- Extracted text
##########
Do not memset(0) POD types

"POD" is the wrong type trait to determine if something can be safely
zero-filled in order to achieve zero initialization. Consider a type
like

  struct POD { int POD::*ptr; };

This is a POD; its value initialization needs to value initialize the
member, and since it's a pointer, that's zero initialization, and that's
setting the pointer to null.

On Itanium, a null pointer to data member is not zero filled; it actually
has the value -1u.

Hence, zero-filling via memset(0) a POD object like the one above is
erroneous. Unfortunately there is no type trait in C++ that we can use to
know if a given datatype can be value initialized by zero-filling -- we
can check for trivial constructability, but that's a necessary
condition, not a sufficient one (POD above is also trivially
constructible).
##########
- Listed entries
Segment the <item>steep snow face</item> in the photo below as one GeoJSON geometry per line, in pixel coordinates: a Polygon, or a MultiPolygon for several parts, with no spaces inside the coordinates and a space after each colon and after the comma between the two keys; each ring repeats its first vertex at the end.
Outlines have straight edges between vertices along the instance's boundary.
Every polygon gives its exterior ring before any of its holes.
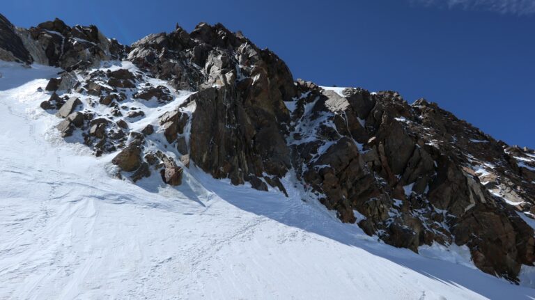
{"type": "Polygon", "coordinates": [[[178,187],[112,178],[116,153],[66,142],[39,108],[58,71],[0,65],[0,299],[535,299],[465,249],[378,242],[291,173],[288,198],[194,166],[178,187]]]}

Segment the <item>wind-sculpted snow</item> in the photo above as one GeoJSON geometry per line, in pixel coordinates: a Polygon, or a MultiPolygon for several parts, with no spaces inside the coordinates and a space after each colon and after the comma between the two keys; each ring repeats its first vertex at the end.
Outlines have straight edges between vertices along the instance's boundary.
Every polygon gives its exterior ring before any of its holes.
{"type": "Polygon", "coordinates": [[[428,258],[341,223],[293,171],[288,198],[194,166],[178,187],[110,177],[116,152],[65,141],[39,108],[57,72],[0,67],[1,299],[535,297],[476,269],[465,247],[428,258]]]}

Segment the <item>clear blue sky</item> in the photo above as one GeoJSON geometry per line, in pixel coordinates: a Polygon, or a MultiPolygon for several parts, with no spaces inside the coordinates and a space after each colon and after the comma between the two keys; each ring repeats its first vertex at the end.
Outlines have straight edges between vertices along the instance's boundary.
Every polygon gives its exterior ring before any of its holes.
{"type": "Polygon", "coordinates": [[[503,11],[491,6],[500,0],[444,5],[452,1],[17,0],[1,13],[22,27],[54,17],[94,24],[123,44],[176,23],[221,22],[274,50],[295,78],[425,97],[535,148],[535,0],[503,0],[503,11]]]}

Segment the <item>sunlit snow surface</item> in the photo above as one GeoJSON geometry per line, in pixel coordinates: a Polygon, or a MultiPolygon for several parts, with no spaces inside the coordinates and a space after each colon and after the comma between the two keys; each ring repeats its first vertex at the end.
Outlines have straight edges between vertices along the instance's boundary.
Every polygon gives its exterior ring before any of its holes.
{"type": "MultiPolygon", "coordinates": [[[[366,236],[309,200],[216,180],[109,177],[115,154],[68,143],[39,108],[49,67],[0,65],[0,299],[530,299],[464,247],[428,258],[366,236]],[[306,200],[306,201],[305,201],[306,200]]],[[[182,101],[177,99],[176,101],[182,101]]],[[[533,299],[533,298],[531,298],[533,299]]]]}

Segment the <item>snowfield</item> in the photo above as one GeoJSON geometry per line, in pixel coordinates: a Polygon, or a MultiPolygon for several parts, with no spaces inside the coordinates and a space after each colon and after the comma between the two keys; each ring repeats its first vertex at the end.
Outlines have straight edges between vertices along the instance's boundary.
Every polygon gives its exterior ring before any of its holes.
{"type": "Polygon", "coordinates": [[[115,153],[39,107],[59,70],[0,63],[0,299],[535,299],[465,248],[417,255],[341,223],[291,174],[289,198],[194,166],[177,188],[112,178],[115,153]]]}

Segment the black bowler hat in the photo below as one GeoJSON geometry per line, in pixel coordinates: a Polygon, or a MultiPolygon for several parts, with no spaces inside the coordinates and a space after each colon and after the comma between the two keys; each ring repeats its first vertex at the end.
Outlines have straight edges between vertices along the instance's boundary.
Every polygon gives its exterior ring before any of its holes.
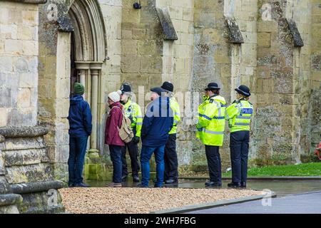
{"type": "Polygon", "coordinates": [[[165,90],[168,90],[169,92],[172,92],[174,90],[174,86],[173,83],[170,81],[165,81],[163,83],[162,86],[160,86],[161,88],[163,88],[165,90]]]}
{"type": "Polygon", "coordinates": [[[251,93],[250,93],[250,88],[244,85],[240,86],[238,88],[235,88],[235,91],[248,97],[251,95],[251,93]]]}
{"type": "Polygon", "coordinates": [[[210,83],[208,85],[208,88],[205,88],[205,90],[218,90],[220,88],[218,87],[218,83],[210,83]]]}
{"type": "Polygon", "coordinates": [[[121,93],[123,93],[125,92],[131,92],[131,86],[129,86],[128,84],[121,85],[120,90],[121,90],[121,93]]]}
{"type": "Polygon", "coordinates": [[[162,93],[165,93],[166,92],[165,90],[164,90],[163,88],[160,88],[160,87],[154,87],[152,88],[151,89],[151,91],[156,93],[157,94],[158,94],[159,95],[162,95],[162,93]]]}

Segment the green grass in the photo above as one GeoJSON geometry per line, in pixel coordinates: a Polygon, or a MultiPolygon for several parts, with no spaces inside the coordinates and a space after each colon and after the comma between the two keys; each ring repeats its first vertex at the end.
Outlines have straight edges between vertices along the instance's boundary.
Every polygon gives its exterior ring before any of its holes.
{"type": "MultiPolygon", "coordinates": [[[[230,177],[231,175],[231,171],[223,175],[225,177],[230,177]]],[[[253,167],[248,170],[248,176],[321,176],[321,162],[253,167]]]]}

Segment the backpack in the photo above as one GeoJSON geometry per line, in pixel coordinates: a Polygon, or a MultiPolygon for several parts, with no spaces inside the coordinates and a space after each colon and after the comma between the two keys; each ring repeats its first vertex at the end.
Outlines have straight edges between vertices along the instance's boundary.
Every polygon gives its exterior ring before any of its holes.
{"type": "Polygon", "coordinates": [[[113,106],[118,108],[121,110],[121,114],[123,115],[123,120],[121,121],[121,128],[118,128],[119,130],[119,137],[121,139],[126,143],[130,142],[132,139],[134,138],[133,130],[131,129],[131,120],[124,114],[123,111],[117,106],[113,106]]]}

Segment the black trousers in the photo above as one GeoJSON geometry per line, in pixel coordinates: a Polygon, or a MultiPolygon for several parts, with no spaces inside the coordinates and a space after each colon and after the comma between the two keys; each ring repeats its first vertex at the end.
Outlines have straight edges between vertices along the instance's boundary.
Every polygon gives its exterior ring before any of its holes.
{"type": "Polygon", "coordinates": [[[138,176],[140,170],[138,163],[138,145],[133,142],[126,143],[126,146],[121,148],[123,176],[127,176],[128,175],[128,170],[127,170],[126,149],[128,149],[129,156],[131,157],[132,175],[138,176]]]}
{"type": "Polygon", "coordinates": [[[232,181],[234,182],[246,182],[249,141],[248,130],[237,131],[230,135],[232,181]]]}
{"type": "Polygon", "coordinates": [[[217,184],[222,184],[220,147],[205,145],[205,153],[210,172],[210,181],[217,184]]]}
{"type": "Polygon", "coordinates": [[[170,134],[165,146],[164,154],[164,180],[178,179],[178,162],[176,153],[176,134],[170,134]]]}

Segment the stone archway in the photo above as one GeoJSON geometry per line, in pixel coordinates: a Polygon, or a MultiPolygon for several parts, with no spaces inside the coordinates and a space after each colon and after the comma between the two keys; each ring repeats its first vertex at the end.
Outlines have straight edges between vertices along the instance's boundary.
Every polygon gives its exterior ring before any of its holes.
{"type": "MultiPolygon", "coordinates": [[[[71,63],[76,68],[75,81],[86,87],[85,99],[93,114],[89,152],[98,155],[100,132],[98,122],[101,106],[99,104],[103,103],[101,69],[108,58],[103,17],[96,0],[75,0],[69,8],[68,16],[74,28],[71,36],[73,58],[71,63]]],[[[71,83],[75,81],[71,80],[71,83]]]]}

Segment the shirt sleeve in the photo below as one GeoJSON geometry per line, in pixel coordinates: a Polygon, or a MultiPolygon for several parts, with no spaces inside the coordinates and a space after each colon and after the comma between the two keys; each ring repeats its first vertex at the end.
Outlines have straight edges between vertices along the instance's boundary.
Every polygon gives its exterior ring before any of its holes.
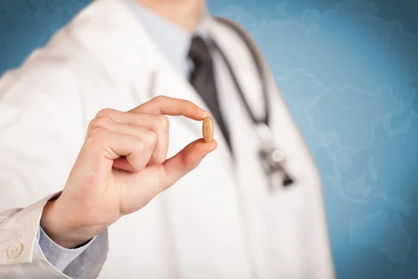
{"type": "MultiPolygon", "coordinates": [[[[107,258],[108,234],[105,229],[77,252],[61,255],[52,252],[56,243],[41,239],[40,217],[43,207],[56,195],[46,197],[26,208],[0,211],[0,278],[97,278],[107,258]],[[37,238],[37,236],[38,238],[37,238]],[[42,243],[42,244],[41,244],[42,243]],[[44,249],[41,249],[42,245],[44,249]],[[45,247],[49,247],[45,248],[45,247]],[[54,257],[55,256],[57,257],[54,257]],[[58,270],[56,262],[63,271],[58,270]],[[61,266],[61,267],[60,267],[61,266]]],[[[46,234],[44,235],[46,236],[46,234]]],[[[56,247],[55,247],[56,248],[56,247]]],[[[68,252],[68,251],[67,251],[68,252]]]]}
{"type": "Polygon", "coordinates": [[[63,272],[71,262],[84,252],[94,241],[93,239],[76,249],[67,249],[56,244],[47,235],[40,226],[38,230],[37,239],[45,258],[61,272],[63,272]]]}

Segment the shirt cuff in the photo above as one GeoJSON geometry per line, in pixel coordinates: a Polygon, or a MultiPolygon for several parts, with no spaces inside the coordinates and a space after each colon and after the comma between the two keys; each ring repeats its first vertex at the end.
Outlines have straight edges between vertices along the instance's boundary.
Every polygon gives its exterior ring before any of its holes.
{"type": "Polygon", "coordinates": [[[67,249],[54,242],[40,226],[39,226],[38,231],[37,239],[39,242],[39,246],[45,258],[55,269],[61,272],[63,272],[71,262],[75,260],[87,249],[94,240],[93,239],[87,243],[77,248],[67,249]]]}

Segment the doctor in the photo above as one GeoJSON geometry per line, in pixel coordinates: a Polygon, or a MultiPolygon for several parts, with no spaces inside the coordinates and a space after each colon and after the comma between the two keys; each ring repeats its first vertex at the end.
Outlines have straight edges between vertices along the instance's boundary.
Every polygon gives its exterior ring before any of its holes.
{"type": "Polygon", "coordinates": [[[97,0],[5,74],[0,278],[334,278],[314,163],[251,44],[204,0],[97,0]]]}

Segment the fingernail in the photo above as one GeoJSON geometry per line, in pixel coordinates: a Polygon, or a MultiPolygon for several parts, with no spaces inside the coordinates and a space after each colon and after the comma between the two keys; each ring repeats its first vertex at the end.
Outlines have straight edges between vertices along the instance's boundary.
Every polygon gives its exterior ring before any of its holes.
{"type": "Polygon", "coordinates": [[[201,109],[200,107],[199,108],[199,112],[204,116],[208,116],[210,114],[209,112],[208,112],[203,109],[201,109]]]}

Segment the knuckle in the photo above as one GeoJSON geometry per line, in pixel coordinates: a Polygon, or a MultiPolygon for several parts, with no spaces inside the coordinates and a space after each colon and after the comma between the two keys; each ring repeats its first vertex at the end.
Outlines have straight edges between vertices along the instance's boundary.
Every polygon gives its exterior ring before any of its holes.
{"type": "Polygon", "coordinates": [[[135,144],[135,148],[138,151],[138,152],[142,153],[145,151],[145,144],[142,140],[137,140],[136,142],[134,143],[134,144],[135,144]]]}
{"type": "Polygon", "coordinates": [[[88,144],[93,145],[101,142],[106,137],[106,132],[107,129],[103,127],[95,126],[92,128],[88,133],[86,142],[88,144]]]}
{"type": "Polygon", "coordinates": [[[153,146],[157,142],[157,134],[153,131],[148,131],[146,137],[147,144],[153,146]]]}
{"type": "Polygon", "coordinates": [[[163,95],[159,95],[157,97],[154,98],[156,102],[162,102],[167,98],[167,96],[164,96],[163,95]]]}
{"type": "Polygon", "coordinates": [[[99,112],[96,114],[96,117],[108,117],[111,113],[114,112],[114,110],[111,109],[103,109],[100,110],[99,112]]]}
{"type": "Polygon", "coordinates": [[[168,130],[170,126],[170,121],[166,115],[158,116],[158,126],[164,130],[168,130]]]}
{"type": "Polygon", "coordinates": [[[109,123],[110,119],[104,116],[98,116],[90,122],[91,128],[95,127],[104,127],[109,123]]]}

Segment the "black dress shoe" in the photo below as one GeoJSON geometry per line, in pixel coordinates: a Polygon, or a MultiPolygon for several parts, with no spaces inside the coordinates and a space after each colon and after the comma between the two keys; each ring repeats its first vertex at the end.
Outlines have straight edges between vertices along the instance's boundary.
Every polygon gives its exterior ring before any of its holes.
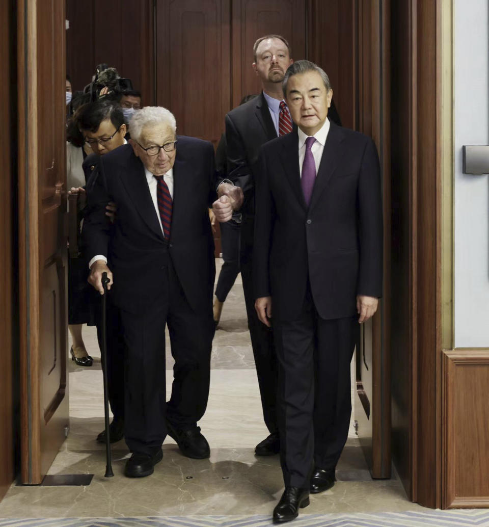
{"type": "Polygon", "coordinates": [[[194,426],[188,430],[175,428],[168,420],[168,435],[176,442],[184,456],[194,460],[206,459],[211,455],[207,440],[201,434],[200,428],[194,426]]]}
{"type": "Polygon", "coordinates": [[[153,455],[133,452],[125,463],[124,473],[128,477],[144,477],[154,471],[154,465],[163,459],[163,451],[159,448],[153,455]]]}
{"type": "MultiPolygon", "coordinates": [[[[124,420],[113,419],[109,425],[109,435],[111,443],[117,443],[124,437],[124,420]]],[[[105,442],[105,431],[102,431],[97,436],[97,443],[105,442]]]]}
{"type": "Polygon", "coordinates": [[[71,355],[71,360],[75,361],[75,364],[79,366],[92,366],[93,364],[93,359],[90,355],[85,355],[85,357],[76,357],[75,352],[73,351],[73,347],[71,347],[70,350],[71,355]]]}
{"type": "Polygon", "coordinates": [[[290,522],[299,515],[299,509],[309,505],[309,489],[286,487],[277,506],[273,509],[273,523],[290,522]]]}
{"type": "Polygon", "coordinates": [[[311,476],[311,494],[318,494],[331,489],[335,484],[334,469],[315,469],[311,476]]]}
{"type": "Polygon", "coordinates": [[[270,434],[255,447],[256,456],[273,456],[280,451],[280,440],[278,433],[270,434]]]}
##########
- Task set
1) In the note on zero-filling POD types, what value does a null pointer to data member actually have on Itanium?
2) Extract every line of the records that contains the string "wind", matching case exactly.
The text and the records have nothing to do with each other.

- Answers to each task
1) It has the value -1u.

2)
Segment the <item>wind-sculpted snow</item> in the photo above as one GeoJSON geometry per line, in pixel coordinates: a Polygon, or a MultiPolygon for several parts, with no spaces inside the coordinates and a space after each colon and after the comma between the two keys; each ring repeats its first vertex at the end.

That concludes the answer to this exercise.